→ Text shown:

>>>

I am still developing improvements on the state reporting Airflow project. However, my attempt at a ducttape based project on automating CALPADS reporting using Selenium had run into a roadblock. We are running a containerized Airflow environment in the cloud and one of the downloads was inconsistent if it ran at all. Through that process, I learned that some work was not a good fit for “scheduling” per se. In its stead, I keep clinging on to an image of a workbench. While it’s true that the schedule of work might be “irregular”, the core of the work could still benefit from a solid framework. The primary pitfall, in my opinion, is that the lack of a framework quickly devolves to messy ingestion layer processes. Because I would have to maintain and organize all the files I would have to download, there’s a high degree of potential mismanagement and certainly a lack of a historical paper trail if you will. But what would a workbench look like?

A Selenium + Jupyter Notebook Workbench

I started to explore if a workbench built on Selenium and Jupyter Notebook would fit the workflow. My idea was that I would spin up a Selenium chromedriver (not headless this time) and set a download location that would be easily accessible from a Jupyter Notebook(s). From there, I would manually operate the UI and download a file from either our Student Information System or from CALPADS as needed. Then, once the file was downloaded, I could process the file as needed. Even as I write it, I still think it’s a pretty solid idea. I loved that I could control where the download folder would be on a per working session basis. It would reduce the need of having to maintain files in a Downloads folder and move them somewhere else – it would immediately address some of the paper trail mismanagement risks.

In my excitement, I jumped in and started asking questions. One thing on my mind was that if I was working on transforming the data download in Jupyter, my sessions could time out in the browser. This piqued my curiosity on how the communications worked across ports. I knew Jupyter was rendered on a localhost server and I had seen that Selenium was also launching something DevTools or other and listening on some port. If I could set up another background task that occasionally “refreshed” my session in some way (probably by sending a call to execute Refresh), it would be golden. This led me down two paths; and I’m only sorry I couldn’t take both, however far they went, at the same time.

<<<

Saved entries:

>>>

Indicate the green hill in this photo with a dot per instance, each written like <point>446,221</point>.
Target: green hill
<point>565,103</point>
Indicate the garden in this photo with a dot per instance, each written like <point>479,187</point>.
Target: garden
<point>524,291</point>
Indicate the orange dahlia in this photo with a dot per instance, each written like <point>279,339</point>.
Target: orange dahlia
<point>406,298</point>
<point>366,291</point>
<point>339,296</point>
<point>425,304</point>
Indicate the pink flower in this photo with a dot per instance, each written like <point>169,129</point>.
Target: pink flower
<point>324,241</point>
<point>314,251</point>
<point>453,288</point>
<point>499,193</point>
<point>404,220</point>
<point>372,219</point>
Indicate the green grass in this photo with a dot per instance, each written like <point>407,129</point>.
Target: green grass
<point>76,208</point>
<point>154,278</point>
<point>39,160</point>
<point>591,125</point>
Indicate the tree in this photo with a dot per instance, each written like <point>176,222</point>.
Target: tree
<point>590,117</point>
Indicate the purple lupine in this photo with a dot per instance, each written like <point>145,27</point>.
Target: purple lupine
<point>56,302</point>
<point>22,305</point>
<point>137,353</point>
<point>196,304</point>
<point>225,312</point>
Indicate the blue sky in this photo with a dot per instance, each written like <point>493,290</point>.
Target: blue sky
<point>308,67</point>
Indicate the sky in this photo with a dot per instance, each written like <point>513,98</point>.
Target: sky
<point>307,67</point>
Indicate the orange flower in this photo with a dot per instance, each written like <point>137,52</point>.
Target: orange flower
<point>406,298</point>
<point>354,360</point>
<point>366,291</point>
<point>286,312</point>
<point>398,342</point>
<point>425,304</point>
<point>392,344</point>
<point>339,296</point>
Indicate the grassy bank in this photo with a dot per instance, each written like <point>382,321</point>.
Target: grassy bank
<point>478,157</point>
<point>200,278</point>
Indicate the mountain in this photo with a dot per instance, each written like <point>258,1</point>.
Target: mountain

<<<

→ Tasks and exercises:
A - In the Saved entries rows, swap "Target" for "Object" starting with the line that contains "Indicate the orange flower" and going on through the last row, changing nothing else. Return only those rows.
B - Write the next part of the post about the Selenium and Jupyter workbench, picking up after its last sentence.

→ Answers by task:
A -
Indicate the orange flower in this photo with a dot per instance, each written like <point>137,52</point>.
Object: orange flower
<point>406,298</point>
<point>354,360</point>
<point>366,291</point>
<point>286,312</point>
<point>398,342</point>
<point>425,304</point>
<point>392,344</point>
<point>339,296</point>
Indicate the grassy bank in this photo with a dot per instance, each written like <point>382,321</point>.
Object: grassy bank
<point>478,157</point>
<point>200,278</point>
Indicate the mountain in this photo with a dot per instance, each written like <point>258,1</point>.
Object: mountain

B -
The Grassy Wear and The Road Not Taken

One path that was exciting was to try to understand how Selenium and Jupyter used computer networking under the hood and that’s where I started. I watched a few promising videos from JupyterCon past and was beginning to wrap my head around the high level concepts. At the same time, I was dancing around between Selenium and chromedriver documentation. It was during this process that I started discovering more about the power of browser Dev Tools. In particular, I was struck by the existence of chrome://tracing (about:tracing). It’s an incredible tool that lets you see under the hood of the browser itself. And as if that wasn’t enough, you can even connect it to remote browsers like the chromedriver sessions, even when it’s headless!. Mind blown. Meanwhile, Jupyter was also incredibly enticing. Understanding the kernel and ZeroMQ might have taken the whole year, if not longer, but it would have been absolutely worth it. Some other very honorable mentions include the Web Driver protocol and the Chrome DevTools Protocol. Knowing that both of these protocols exist and how they help me understand my work in the immediate is setting me up for success in keeping up with their development in the near future. Between Docker, Jupyter, and chromedriver, I’m left in awe of just how much there is to learn about computer networking. For now, it really is all about the climb, no matter how tall the mountain might be.

The Other, Perhaps The Better Claim

The other path also incorporated some of the learnings from my exploration of Selenium and Jupyter, particularly around better utilizing browser Dev Tools. After closely reinspecting the download that kept failing, I noticed that at the heart, it was a JavaScript call. I tried to call the method used, and it was still running into the same issue. Nothing appeared broken, but the download was a step shy of actually downloading. (The solution for this might honestly be at the tip of my tongue. It seems something fails to execute in its entirety on headless when JavaScript opens a new window/tab for downloading. Switching to the new window appears to crash the driver and has been, so far, irrecoverable).

I started looking into whether I could mimic this download by using the webdriver to fetch the file directly via a url. It took some finesse, but I successfully logged into a Selenium driver and used Requests to fetch the resource directly. One of the final frontiers for the ducttape project was possibly whether automations can take advantage of authorization and use solely HTTP sessions to download data. Emboldened by my recent success, I asked whether we could remove all of Selenium for a lightweight, faster, and more robust Web API approach. The added bonus of this approach is it would likely remain functional even while headless.

CALPADS doesn’t officially support an API let alone a Python wrapper for it. The first barrier was exploring how in the world I was going to log into the system. With Selenium, albeit complex on its own, it amounted to instructing the driver to click the submit button. Now we were venturing into the unknown and trying to reverse engineer some processes. Using the browser Dev Tools, I reviewed the network traffic and page source to build a mental model of the requests the CALPADS website was making with each link or button click. Using Requests and understanding OAuth/OpenID was a woozy journey. The problem space was unfamiliar, but I felt determined and thankful that the jolt of creativity returned at just the right time. The documentation for how to log in using OAuth is actually mostly great. In order to get CALPADS to work, though, I did have to beat my own drum for the infamous “OAuth Dance”.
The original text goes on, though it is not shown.